▸ Instructions for the task:
Using the psyllium safety text, answer these questions:
(a) How much fluid should be taken with every 3-5 grams of husk?
(b) How far ahead of a scheduled surgery should blond psyllium be stopped?
(c) Which sweetener in some blond psyllium preparations makes them unsuitable for patients with phenylketonuria?

▸ Page text:
The safety precautions of psyillum include:[3]

  • Psyllium must be taken with plenty of water so it doesn't bulk up and block your esophagus, throat, or intestines. Drink at least 8 ounces of fluids for every 3-5 grams of husk or 7 grams of seed.
  • Side-effects of psyllium, which typically occur with higher dosages include excessive bloating, gas, or diarrhea. They may also include stomach pain, constipation, and nausea
  • Psyllium has been linked to reports of headache, backache, runny nose, cough, and sinus problems in some individuals.
  • Allergies to psyllium can exist resulting in symptoms such as swollen nasal passages, sneezing, swollen eyelids, hives, and asthma. If you have an allergic reaction stop using psyllium immediately and seek medical attention.
  • Psyllium may be effective when used for acute constipation or for short-term treatments for other conditions. It is not advised to use psyllium long-term.
  • Pregnancy and Breast-feeding:
  • Psyllium is best used with caution.
  • Precautions:
  • Diabetes: Psyllium can lower blood sugar levels in people with type 2 diabetes. Monitor blood sugar levels closely. Some preparations of psyillum contain sugar that might increase blood sugar levels.
  • Gastrointestinal (GI) disorders: Don’t use blond psyllium if you tend to develop hard stools in the rectum due to ongoing constipation (fecal impaction), GI tract narrowing, obstruction, or conditions that can lead to obstruction, such as spastic bowel.
  • Known allergies to psyllium.
  • Phenylketonuria: Some blond psyllium preparations are sweetened with aspartame (Nutrasweet) and should be avoided in patients with phenylketonuria.
  • Surgery: Blond psyllium might affect blood sugar levels, making blood sugar control more difficult during and after surgery. Stop taking blond psyllium at least 2 weeks before a scheduled surgery.
  • Swallowing disorders: Don’t use blond psyllium if you have problems swallowing. Blond psyllium might increase your risk of choking.

[Source records]

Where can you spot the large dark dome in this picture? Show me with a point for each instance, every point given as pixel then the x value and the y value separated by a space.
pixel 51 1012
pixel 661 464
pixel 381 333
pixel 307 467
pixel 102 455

▸ Your response:
(a) At least 8 ounces of fluids.
(b) At least 2 weeks before the surgery.
(c) Aspartame (Nutrasweet).